# PROBLEM:
The records below must be returned in full and unaltered.

# TASK DATA:

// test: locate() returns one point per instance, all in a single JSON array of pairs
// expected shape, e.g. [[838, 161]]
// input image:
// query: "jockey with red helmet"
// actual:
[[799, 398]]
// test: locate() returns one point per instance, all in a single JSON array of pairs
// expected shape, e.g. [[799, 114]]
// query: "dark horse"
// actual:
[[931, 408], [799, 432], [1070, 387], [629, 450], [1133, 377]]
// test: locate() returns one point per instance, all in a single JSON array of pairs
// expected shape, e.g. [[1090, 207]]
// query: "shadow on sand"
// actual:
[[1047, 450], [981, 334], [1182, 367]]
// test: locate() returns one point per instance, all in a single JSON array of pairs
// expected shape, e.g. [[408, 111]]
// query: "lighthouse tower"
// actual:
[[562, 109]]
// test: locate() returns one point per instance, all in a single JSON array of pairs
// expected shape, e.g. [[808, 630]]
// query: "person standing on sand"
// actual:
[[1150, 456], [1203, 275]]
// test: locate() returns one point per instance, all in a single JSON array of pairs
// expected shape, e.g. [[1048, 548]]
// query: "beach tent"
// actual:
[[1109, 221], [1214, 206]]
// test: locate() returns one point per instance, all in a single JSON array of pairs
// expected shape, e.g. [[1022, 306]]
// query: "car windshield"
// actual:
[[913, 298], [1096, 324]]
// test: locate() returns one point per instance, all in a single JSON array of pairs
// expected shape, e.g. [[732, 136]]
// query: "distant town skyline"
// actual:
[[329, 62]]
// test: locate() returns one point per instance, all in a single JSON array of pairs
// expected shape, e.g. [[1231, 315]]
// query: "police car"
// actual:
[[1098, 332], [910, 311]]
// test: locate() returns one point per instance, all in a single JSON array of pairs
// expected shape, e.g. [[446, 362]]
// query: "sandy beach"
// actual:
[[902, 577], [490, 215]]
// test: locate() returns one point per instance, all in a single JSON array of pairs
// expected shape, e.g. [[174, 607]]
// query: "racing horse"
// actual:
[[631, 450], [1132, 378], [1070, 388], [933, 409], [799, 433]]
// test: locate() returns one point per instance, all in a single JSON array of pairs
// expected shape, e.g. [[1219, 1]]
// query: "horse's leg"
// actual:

# OUTPUT FOR THIS TASK:
// test: locate() returns one point per instance, all in a single JSON array of pairs
// expected shape, e.g. [[838, 161]]
// input image:
// query: "jockey with red helmet"
// actual:
[[799, 398]]
// test: locate() returns one point per instance, all in a single JSON array of pairs
// expected shape, e.g. [[799, 114]]
// query: "dark horse"
// actual:
[[931, 408], [799, 432], [1070, 387], [629, 450], [1133, 377]]
// test: locate() returns one point per instance, all in a single JSON array of pairs
// expected shape, e.g. [[1090, 207]]
// query: "shadow on sand"
// actual:
[[1047, 450], [981, 334], [1182, 367]]
// test: locate() returns one point per instance, all in a single JSON array of pairs
// expected shape, e.g. [[408, 111]]
// query: "lighthouse tower"
// actual:
[[562, 109]]
// test: locate() returns one point per instance, all in a single JSON array of pairs
// expected shape, e.g. [[808, 630]]
// query: "person standing on sand"
// actual:
[[1150, 456], [1203, 275]]
// test: locate() returns one point per instance, all in a single JSON array of pairs
// expected shape, e.g. [[1048, 548]]
// query: "beach tent"
// actual:
[[1109, 221], [1214, 206]]
// test: locate() returns one point per instance, all in a single JSON array of pairs
// expected shape, e.g. [[1022, 306]]
// query: "car windshield"
// actual:
[[913, 298], [1096, 324]]
// test: locate() returns one point per instance, all in a single JSON array of pairs
// expected shape, e.g. [[732, 136]]
// query: "distant town skyline"
// actual:
[[329, 62]]
// test: locate() returns one point per instance, all in a single JSON array of pairs
// expected shape, e.g. [[1231, 315]]
// query: "police car"
// actual:
[[1098, 332], [910, 311]]
// test: locate() returns one point per instance, all in a single JSON array of pairs
// expected shape, e.g. [[446, 362]]
// query: "sandy beach"
// actual:
[[902, 577], [490, 215]]
// test: locate() returns one point per instance, all in a single JSON array of pairs
// expected shape, e.g. [[174, 607]]
// query: "racing horse"
// actual:
[[631, 450], [1132, 378], [1070, 388], [933, 409], [799, 433]]
// test: locate() returns one point per instance, all in a single JSON array of pairs
// expected shape, e.g. [[1219, 1]]
// query: "horse's leg"
// actual:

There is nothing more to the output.